-------- Okuma Metni

Azerbaycan Cumhuriyeti Cumhurbaşkanı Haydar Aliyev`in İzmir`de "Bakü Parkı"nın açılış töreninde konuşması - 7 Mayıs 1997


Sayın Vali, Sayın Belediye Başkanı, Sayın Başbakan!

Sayın Dostlar, Kardeşler!

Ben bugün Türkiye`yi resmi ziyaretim çerçevesinde Türkiye`nin güzel bir köşesi olan İzmir kentine gelmekten çok büyük mutluluk duyuyorum ve hepinizi, sizin şahsınızda İzmir kentinin tüm vatandaşlarını, sakinlerini yürekten selamlıyor, size Azerbaycan halkının, Bakü`nün selamını, saygı ve sevgisini iletiyorum.

Bugünlerde biz Türkiye`de pekçok temaslarda bulunduk, pekçok görüşmeler yaptık, çok önemli anlaşmalar, sözleşmeler imzaladık. Bunların hepsi tek bir amacı - Türkiye-Azerbaycan dostluğunun daha da gelişmesini sağlamak, Türk halkını ve Azeri halkını birbirine daha sıkı kenetlemek amacını güdüyor.

Bu, bizim yüce görevimizdir ve biz Türkiye`ye bunu yerine getirmek için geldik. Türkiye Cumhurbaşkanı, değerli dostum, kardeşim Süleyman Demirel`in davetlisi olarak resmi ziyarete geldim.

Biz şu günlerde Türk-Azeri halklarının dostluk ve kardeşliğinin ne denli derin, güçlü, ne denli yoğun olduğunu birkez daha gördük, birkez daha hissettik. Bu dostluğun, kardeşliğin tarihi çok eskilere dayanıyor. Eğer tarihe bakarsak, bizim tarihimiz de, geçmişimiz de, dilimiz de, dinimiz de, inancımız da, gelenek-göreneklerimiz de, müziğimiz de, kültürümüz de ortaktır. Birbirinden farkı sadece şudur - nasıl ki, İstanbul ile İzmir arasında bir fark var, yahut Erzurum ile Kayseri arasında bir fark var, yahut Adana ile Diyarbakır arasında bir fark var,- Türkiye ile Azerbaycan arasında da böyle bir fark olabilir. Fakat bu fark, onun yanı sıra, bizim ortak manevi değerlerimizin, kültürel, mantıksal değerlerimizin hepsinin çok yönlü olduğunu gösteriyor. Yani biz büyük bir çınar ağacının dallarıyız ve bu öylesine güçlü bir çınardır ki, yüzyıllar boyunca onu ne kadar salladıysalar, yıkmak istediyseler, bizi birbirimizden ayırmak istediyseler başaramadılar. Bizm kalbimiz, bizi birbirimize bağlayan bağlar, ahlaki değerler dostluğumuzu, kardeşliğimizi, birlik ve beraberliğimizi korudu.

----------------

> **Görevler**:
(1) Bakü Parkı açılış konuşmasında Türk ve Azeri halklarının ortak olduğu söylenen şeylerin hepsini sırala.
(2) Bakü Parkı açılış konuşmasının devamını, gösterilen son cümleden sonrasından başlayarak yaz.

-------- Veri Satırları

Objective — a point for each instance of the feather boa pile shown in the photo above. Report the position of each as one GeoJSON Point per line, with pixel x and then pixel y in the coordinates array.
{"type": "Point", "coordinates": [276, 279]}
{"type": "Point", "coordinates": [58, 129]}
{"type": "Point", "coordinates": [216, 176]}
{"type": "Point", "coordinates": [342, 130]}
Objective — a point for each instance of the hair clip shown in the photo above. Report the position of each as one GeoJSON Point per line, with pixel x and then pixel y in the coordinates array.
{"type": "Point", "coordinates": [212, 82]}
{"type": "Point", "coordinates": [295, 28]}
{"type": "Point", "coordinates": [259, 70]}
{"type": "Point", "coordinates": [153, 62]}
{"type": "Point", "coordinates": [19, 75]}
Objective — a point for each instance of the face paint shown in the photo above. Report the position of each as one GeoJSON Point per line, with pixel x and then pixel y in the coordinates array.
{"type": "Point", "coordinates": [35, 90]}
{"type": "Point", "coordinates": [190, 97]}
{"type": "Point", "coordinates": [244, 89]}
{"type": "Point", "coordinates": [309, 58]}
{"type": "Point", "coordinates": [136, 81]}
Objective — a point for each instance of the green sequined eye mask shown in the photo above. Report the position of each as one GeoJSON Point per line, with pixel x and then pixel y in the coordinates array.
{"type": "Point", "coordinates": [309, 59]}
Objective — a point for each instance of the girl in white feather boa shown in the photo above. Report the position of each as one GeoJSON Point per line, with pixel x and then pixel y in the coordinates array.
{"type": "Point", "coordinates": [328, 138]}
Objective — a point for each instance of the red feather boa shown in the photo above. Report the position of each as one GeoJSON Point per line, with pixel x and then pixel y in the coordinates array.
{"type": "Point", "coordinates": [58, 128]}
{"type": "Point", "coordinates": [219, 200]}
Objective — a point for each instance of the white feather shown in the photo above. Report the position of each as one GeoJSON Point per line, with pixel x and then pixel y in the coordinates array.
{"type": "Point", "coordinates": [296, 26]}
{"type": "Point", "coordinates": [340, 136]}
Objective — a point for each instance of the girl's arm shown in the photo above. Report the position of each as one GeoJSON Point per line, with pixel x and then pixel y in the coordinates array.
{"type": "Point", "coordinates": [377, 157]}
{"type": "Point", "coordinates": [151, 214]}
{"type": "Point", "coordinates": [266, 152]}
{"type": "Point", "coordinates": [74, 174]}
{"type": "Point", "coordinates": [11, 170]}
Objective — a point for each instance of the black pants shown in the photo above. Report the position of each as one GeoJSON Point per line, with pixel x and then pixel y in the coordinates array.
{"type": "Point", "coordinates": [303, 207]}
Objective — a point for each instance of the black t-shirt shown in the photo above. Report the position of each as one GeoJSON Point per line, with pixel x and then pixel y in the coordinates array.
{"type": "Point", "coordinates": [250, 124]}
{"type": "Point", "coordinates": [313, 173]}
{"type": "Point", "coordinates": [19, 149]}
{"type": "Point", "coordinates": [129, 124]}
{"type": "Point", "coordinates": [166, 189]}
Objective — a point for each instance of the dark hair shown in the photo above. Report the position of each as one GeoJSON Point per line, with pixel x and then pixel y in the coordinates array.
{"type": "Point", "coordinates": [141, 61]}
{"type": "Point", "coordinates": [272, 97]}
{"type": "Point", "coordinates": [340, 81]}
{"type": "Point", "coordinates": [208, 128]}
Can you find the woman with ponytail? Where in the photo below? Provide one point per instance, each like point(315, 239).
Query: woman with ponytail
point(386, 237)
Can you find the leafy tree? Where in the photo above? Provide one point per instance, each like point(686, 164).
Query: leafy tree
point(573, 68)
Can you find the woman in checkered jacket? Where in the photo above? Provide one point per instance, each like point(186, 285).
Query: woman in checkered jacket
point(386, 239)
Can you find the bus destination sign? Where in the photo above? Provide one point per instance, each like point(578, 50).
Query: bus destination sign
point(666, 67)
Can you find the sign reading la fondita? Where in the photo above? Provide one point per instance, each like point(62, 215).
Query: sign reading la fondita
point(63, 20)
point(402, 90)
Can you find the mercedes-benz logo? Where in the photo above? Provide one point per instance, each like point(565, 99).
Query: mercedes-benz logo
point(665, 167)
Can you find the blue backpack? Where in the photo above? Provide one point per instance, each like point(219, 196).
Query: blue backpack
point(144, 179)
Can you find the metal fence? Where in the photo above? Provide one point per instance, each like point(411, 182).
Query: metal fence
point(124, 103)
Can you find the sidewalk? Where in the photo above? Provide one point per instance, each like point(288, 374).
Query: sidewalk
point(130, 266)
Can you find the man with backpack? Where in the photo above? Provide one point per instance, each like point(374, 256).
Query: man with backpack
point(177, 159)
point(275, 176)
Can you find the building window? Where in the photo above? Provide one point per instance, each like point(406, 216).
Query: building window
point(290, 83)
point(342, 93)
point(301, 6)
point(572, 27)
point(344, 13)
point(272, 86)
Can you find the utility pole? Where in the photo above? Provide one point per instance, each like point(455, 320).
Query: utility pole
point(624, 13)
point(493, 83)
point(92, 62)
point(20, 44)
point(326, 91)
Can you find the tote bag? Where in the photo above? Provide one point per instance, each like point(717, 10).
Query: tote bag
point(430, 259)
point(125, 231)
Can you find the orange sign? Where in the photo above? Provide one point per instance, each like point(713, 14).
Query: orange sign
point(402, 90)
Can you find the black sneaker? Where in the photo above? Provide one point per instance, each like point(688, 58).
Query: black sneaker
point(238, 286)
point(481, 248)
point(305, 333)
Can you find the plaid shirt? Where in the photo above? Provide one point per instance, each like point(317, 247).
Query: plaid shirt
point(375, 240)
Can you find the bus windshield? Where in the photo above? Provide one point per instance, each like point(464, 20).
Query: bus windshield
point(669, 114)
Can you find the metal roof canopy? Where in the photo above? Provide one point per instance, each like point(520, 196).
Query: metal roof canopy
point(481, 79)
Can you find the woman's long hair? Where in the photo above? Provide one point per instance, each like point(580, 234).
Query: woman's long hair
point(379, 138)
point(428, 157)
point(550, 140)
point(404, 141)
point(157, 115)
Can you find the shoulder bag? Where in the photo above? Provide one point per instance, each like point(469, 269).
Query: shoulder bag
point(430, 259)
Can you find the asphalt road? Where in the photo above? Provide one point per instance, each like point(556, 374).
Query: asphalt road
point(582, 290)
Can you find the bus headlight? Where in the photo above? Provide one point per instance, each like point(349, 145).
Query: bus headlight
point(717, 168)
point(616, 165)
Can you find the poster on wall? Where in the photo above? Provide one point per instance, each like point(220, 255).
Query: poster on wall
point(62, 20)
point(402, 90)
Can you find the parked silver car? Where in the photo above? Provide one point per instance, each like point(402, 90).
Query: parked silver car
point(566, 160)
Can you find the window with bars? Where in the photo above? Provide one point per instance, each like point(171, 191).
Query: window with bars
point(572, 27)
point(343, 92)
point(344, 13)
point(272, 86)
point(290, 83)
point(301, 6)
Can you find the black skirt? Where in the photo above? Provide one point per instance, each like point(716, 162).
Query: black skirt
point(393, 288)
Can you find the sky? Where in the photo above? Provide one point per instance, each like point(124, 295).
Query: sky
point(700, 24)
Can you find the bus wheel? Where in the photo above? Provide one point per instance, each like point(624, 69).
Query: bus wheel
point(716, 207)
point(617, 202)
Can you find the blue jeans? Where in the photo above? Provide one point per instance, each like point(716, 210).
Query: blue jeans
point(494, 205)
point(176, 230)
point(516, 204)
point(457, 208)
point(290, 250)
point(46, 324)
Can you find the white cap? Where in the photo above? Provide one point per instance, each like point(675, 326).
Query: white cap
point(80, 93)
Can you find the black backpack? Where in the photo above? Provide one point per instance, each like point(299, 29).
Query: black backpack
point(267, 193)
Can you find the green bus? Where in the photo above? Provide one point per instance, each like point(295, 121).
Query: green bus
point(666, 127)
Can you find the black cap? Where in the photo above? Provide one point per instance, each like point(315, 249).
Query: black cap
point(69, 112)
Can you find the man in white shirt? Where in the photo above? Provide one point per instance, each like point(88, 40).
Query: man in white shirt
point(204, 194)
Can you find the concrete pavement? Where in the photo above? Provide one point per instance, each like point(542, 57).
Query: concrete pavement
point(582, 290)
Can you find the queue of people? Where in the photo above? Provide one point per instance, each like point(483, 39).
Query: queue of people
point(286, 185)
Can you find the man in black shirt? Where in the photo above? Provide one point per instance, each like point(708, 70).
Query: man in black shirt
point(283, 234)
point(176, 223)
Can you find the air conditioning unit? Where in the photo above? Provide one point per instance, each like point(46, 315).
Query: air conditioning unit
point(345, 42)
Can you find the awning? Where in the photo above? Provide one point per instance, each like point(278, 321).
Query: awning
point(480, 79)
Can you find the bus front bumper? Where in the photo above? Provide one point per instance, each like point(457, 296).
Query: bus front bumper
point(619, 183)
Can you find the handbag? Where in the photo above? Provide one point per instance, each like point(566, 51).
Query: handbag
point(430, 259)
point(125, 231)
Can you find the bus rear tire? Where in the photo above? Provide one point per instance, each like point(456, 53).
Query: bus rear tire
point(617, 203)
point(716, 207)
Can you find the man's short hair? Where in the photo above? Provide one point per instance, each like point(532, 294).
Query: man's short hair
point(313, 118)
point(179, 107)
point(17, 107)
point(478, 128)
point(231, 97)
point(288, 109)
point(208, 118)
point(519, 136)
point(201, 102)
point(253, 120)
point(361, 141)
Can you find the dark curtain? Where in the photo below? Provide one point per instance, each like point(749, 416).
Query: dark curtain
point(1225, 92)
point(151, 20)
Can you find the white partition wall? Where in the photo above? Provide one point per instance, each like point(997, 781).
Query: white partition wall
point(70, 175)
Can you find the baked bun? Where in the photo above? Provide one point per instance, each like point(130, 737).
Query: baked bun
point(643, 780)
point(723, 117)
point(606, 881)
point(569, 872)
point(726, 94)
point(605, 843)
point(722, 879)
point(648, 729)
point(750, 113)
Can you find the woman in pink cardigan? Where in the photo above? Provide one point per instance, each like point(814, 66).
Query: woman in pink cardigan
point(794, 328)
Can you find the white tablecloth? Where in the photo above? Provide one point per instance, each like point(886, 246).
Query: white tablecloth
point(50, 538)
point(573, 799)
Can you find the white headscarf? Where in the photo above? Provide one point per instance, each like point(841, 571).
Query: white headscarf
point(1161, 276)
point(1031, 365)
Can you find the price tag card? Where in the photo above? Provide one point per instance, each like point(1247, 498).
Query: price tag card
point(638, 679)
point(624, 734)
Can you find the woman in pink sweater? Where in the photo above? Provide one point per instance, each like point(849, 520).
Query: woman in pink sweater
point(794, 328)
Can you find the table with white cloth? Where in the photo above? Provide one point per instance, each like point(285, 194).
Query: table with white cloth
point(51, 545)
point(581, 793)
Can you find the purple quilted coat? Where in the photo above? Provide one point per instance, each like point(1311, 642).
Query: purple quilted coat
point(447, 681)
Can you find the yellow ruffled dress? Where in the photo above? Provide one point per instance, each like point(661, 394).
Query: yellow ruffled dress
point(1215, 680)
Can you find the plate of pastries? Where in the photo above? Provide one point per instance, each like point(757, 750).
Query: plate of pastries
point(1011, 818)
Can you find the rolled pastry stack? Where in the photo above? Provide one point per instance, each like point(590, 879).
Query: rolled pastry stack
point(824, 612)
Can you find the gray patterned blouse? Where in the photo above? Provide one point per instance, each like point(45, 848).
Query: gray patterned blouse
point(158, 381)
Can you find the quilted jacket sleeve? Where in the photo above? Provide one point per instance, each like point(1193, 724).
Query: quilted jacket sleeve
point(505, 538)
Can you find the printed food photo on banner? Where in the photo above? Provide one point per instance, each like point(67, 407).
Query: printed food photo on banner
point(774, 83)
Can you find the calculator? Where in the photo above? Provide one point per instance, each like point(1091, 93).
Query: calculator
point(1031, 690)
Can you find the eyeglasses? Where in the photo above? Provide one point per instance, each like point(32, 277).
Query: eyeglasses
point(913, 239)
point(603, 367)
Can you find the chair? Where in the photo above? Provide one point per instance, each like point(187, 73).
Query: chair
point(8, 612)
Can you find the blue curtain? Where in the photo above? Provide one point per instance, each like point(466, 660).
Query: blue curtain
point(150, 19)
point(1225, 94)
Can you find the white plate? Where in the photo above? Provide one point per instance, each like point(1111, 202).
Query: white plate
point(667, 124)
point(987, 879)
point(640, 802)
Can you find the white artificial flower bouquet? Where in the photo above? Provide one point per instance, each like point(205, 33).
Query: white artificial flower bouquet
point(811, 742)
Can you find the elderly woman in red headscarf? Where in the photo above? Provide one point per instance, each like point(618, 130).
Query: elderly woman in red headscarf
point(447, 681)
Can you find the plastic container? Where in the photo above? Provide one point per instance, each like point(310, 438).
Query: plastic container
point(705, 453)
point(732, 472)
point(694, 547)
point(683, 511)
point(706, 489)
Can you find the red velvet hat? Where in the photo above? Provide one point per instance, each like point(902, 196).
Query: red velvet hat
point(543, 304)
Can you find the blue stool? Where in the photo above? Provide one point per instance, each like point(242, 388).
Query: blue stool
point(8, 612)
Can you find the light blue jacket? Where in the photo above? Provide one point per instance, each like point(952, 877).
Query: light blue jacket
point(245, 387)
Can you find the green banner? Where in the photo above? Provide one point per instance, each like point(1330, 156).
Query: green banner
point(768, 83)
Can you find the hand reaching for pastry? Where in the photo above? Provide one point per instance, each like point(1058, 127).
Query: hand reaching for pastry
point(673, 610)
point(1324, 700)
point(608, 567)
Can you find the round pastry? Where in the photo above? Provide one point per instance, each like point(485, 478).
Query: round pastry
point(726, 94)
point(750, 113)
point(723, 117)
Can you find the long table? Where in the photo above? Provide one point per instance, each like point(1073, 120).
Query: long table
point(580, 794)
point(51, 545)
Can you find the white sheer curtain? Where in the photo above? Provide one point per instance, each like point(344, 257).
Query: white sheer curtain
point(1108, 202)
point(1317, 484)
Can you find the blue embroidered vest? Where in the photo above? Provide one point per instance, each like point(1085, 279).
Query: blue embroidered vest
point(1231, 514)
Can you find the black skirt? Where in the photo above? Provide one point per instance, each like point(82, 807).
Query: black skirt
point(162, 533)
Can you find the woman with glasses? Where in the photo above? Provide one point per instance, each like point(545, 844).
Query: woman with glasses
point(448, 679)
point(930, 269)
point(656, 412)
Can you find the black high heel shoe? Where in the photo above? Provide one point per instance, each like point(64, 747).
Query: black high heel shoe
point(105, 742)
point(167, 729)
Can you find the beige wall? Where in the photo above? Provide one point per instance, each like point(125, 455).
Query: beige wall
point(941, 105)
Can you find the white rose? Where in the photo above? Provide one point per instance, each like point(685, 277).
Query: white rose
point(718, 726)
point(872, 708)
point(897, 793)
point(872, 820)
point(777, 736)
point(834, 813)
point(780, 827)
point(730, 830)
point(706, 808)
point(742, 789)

----------------

> **Alıştırmanın Cevapları**:
(1) tarihimiz, geçmişimiz, dilimiz, dinimiz, inancımız, gelenek-göreneklerimiz, müziğimiz, kültürümüz

(2)
Bugünlerde biz bu dostluğumuzun, kadeşliğimizin yeni bir örneğine tanık oluyoruz. Kuşkusuz ki, bunlar bizi son derece çok sevindiriyor. Şu günlerde biz Türkiye`de Azerbaycan`a yönelik çok üstün dostluk-kardeşlik ilişkilerini, büyük konukseverliği, sıcaklığı hissettik. Tüm bunlar için Türk halkına, Türkiye Cumhuriyeti`ne teşekkür ediyorum. Bugün İzmir`e geldiğimden beri, şu birkaç saat içinde birbirimizle bağımızın ne kadar güçlü olduğunu gördük. Bize gösterdiğiniz bu saygı ve sevgi, özen ve ilgi için size teşekkür ediyor ve Azerbaycan halkının tüm bunlara çok büyük değer verdiği konusunda sizi temin ederim. Halkımızda, her Azeride bu duygular burada gördüğümüzün çok çok üstünde.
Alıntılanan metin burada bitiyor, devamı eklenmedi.